__Document section__
◆ ◆ ◆ ◆ ◆ ◆ ◆

# GBIF Occurrence Data & Derived Products

Processed GBIF occurrence data hexed at H3 resolutions 0-10, plus derived products.

GBIF releases new snapshots periodically. Releases are versioned by `year-month` (e.g., `2026-06`) so multiple versions can coexist in the bucket during transitions. **Always use the most recent release for new work.**

## Current Release: 2026-06

**Path:** `s3://public-gbif/2026-06/hex/`

Global GBIF occurrences (GBIF 2026-06-01 snapshot, **3,499,090,951 records**) partitioned by H3 resolution-0 cell — **122 h0 partitions, one `data_0.parquet` file each**. One row per occurrence; deduplicated by `gbifid`.

◆ ◆ ◆ ◆ ◆ ◆ ◆

Position identification records
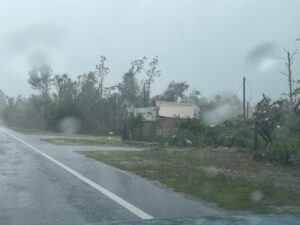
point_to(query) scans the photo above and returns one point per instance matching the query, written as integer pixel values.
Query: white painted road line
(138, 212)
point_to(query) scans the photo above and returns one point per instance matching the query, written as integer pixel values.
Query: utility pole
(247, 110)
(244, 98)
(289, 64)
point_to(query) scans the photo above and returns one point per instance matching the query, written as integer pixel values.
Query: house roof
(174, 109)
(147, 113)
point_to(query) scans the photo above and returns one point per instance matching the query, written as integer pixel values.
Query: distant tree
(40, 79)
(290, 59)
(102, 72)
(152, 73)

◆ ◆ ◆ ◆ ◆ ◆ ◆

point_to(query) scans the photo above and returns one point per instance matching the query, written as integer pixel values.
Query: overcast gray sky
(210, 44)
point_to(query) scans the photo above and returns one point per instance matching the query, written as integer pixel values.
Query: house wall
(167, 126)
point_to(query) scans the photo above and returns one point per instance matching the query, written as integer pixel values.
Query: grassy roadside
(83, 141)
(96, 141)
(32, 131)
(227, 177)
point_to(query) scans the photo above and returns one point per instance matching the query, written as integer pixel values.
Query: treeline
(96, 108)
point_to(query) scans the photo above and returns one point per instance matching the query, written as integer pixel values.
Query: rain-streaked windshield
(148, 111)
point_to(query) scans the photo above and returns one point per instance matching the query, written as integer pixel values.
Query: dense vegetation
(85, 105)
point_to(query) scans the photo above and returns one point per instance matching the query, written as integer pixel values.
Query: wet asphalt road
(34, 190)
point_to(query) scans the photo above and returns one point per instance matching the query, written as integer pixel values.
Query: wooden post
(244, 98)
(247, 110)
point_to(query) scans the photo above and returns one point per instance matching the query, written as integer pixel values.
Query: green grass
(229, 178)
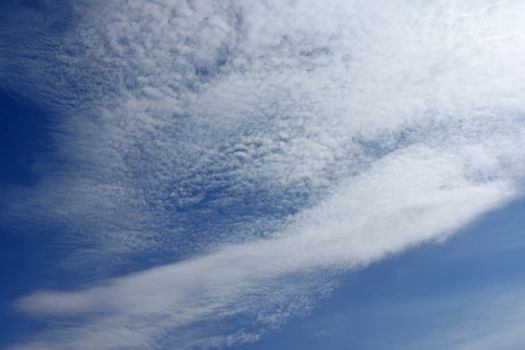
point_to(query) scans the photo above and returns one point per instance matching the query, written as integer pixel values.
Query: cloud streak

◆ ◆ ◆ ◆ ◆ ◆ ◆

__Tasks to perform__
**1)** Answer these from the GBIF page:
(a) Which H3 resolutions is the occurrence data hexed at?
(b) In what format are releases versioned?
(c) How many records does the 2026-06-01 snapshot contain?
**2)** According to the GBIF page, why are releases versioned by year and month?
**3)** Translate this sentence from the GBIF page into Spanish: "GBIF releases new snapshots periodically."
The listing comes from a different source than the GBIF page.

__Task-by-task results__
**1)**
(a) Resolutions 0 through 10.
(b) By `year-month`, for example `2026-06`.
(c) 3,499,090,951 records.

**2)** Versioning by `year-month` lets multiple versions coexist in the bucket during transitions between releases.

**3)** GBIF publica nuevas instantáneas periódicamente.